Brief: Using the records that appear below, write out exactly the lines from the one with "Query: bare skin" through the one with "column 446, row 285", keeping both end lines.

Dataset entries:
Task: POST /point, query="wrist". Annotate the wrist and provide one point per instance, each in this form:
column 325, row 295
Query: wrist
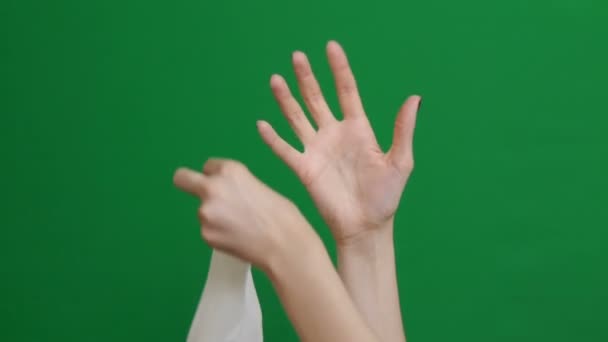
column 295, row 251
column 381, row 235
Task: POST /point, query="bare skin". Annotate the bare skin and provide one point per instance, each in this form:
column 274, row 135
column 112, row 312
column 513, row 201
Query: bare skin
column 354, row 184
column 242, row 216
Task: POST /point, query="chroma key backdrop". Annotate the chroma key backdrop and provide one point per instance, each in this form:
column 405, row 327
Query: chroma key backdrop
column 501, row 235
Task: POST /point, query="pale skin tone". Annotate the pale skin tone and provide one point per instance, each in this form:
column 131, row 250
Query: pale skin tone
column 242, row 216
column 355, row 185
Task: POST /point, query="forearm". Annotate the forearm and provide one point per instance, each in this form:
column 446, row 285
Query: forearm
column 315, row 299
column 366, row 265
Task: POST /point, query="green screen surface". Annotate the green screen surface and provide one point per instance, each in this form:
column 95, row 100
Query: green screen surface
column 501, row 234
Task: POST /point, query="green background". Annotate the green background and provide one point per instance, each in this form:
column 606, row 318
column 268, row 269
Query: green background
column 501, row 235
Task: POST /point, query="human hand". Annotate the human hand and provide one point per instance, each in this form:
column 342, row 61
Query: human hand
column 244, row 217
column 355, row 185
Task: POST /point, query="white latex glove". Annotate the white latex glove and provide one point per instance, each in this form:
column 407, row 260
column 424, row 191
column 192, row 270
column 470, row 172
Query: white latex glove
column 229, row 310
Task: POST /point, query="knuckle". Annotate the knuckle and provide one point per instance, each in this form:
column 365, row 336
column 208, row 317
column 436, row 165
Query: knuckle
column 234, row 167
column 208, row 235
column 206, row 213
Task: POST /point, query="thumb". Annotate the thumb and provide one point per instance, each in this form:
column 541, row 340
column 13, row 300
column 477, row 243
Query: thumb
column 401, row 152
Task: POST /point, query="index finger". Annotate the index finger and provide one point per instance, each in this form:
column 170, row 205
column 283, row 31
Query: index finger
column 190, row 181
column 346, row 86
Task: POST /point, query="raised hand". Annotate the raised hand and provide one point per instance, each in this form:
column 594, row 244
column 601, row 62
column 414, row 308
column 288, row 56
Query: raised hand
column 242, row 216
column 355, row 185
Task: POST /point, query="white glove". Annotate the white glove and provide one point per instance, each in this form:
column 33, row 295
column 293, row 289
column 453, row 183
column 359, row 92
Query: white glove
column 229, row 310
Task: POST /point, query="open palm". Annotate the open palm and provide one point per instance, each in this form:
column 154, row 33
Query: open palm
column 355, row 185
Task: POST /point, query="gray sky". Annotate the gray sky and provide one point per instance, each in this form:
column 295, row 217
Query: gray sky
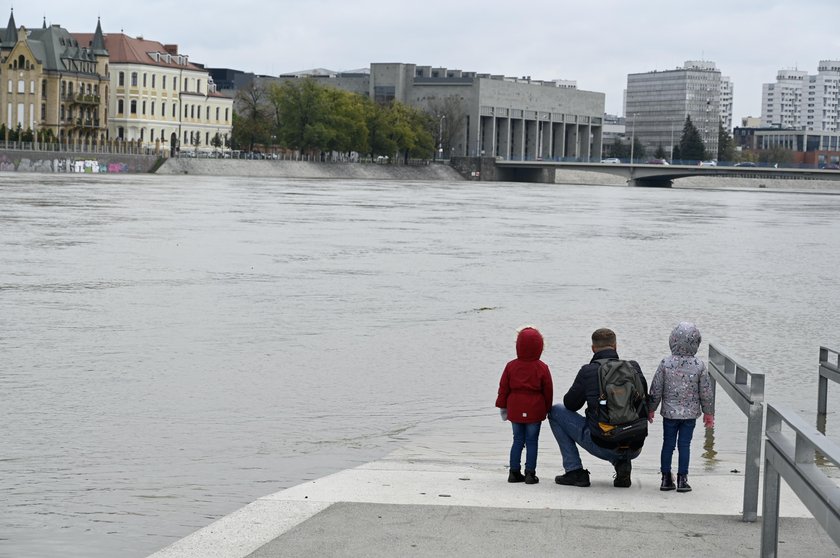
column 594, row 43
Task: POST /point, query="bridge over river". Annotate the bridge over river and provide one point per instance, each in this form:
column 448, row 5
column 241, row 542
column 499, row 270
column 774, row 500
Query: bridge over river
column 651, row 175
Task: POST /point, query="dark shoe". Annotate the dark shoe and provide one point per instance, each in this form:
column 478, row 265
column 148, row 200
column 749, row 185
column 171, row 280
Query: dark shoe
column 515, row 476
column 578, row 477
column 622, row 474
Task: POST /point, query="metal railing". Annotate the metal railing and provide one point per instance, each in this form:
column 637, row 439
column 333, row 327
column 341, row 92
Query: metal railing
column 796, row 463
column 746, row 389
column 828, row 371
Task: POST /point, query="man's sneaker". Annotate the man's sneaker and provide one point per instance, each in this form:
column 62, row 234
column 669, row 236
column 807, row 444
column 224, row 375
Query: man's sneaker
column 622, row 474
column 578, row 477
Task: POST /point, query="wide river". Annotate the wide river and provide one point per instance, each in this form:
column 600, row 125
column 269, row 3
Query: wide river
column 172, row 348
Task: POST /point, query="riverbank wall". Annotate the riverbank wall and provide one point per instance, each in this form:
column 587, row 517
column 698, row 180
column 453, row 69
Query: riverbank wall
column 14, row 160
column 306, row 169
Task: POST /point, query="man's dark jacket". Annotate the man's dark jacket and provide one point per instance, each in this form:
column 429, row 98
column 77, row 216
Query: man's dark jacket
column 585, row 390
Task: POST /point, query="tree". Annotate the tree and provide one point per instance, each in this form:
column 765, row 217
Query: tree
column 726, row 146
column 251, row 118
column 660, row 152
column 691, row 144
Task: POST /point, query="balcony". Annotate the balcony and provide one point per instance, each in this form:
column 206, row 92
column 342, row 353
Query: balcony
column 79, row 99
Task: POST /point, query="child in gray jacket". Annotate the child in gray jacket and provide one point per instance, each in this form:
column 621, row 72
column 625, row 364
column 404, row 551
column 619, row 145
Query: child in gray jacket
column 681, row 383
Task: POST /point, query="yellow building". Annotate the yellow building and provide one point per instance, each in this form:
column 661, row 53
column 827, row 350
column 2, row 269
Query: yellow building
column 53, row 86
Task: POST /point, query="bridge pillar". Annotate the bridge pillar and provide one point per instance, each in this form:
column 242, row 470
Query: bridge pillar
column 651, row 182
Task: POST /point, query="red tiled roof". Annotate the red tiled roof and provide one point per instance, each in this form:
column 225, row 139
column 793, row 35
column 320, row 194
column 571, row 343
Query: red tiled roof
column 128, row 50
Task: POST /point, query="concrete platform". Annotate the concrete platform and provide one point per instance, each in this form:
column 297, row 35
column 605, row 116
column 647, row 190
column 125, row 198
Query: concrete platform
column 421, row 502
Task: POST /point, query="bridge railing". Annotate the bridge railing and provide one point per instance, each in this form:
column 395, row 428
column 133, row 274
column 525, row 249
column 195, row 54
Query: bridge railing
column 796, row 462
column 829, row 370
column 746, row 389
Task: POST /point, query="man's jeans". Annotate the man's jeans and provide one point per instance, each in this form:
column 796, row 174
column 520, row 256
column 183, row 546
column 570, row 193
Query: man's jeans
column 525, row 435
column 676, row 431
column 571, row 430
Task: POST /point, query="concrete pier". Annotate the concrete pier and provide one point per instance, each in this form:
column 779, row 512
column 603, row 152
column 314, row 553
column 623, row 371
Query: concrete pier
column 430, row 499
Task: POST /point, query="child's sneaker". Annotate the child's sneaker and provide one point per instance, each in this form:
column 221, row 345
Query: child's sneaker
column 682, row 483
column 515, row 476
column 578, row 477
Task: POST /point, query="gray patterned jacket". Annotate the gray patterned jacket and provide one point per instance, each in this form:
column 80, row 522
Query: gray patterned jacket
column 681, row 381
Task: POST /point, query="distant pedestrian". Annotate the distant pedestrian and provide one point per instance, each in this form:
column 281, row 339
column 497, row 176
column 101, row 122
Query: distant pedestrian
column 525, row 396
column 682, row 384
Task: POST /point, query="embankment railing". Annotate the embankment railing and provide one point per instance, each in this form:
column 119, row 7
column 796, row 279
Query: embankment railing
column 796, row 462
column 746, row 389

Solved problem:
Query: bare skin
column 354, row 184
column 242, row 216
Task: POST /point, query="chroma key backdrop". Annotate the chroma key backdrop and provide one point per instance, each in this form:
column 405, row 327
Query: chroma key backdrop
column 501, row 235
Task: POST /point, query="pale skin tone". Annotate the pale skin tone and provide one point per instance, each in this form:
column 131, row 250
Query: pale skin tone
column 242, row 216
column 355, row 185
Task: POST /point, query="forearm". Annotate the forearm and provide one point per instance, each in this form:
column 446, row 285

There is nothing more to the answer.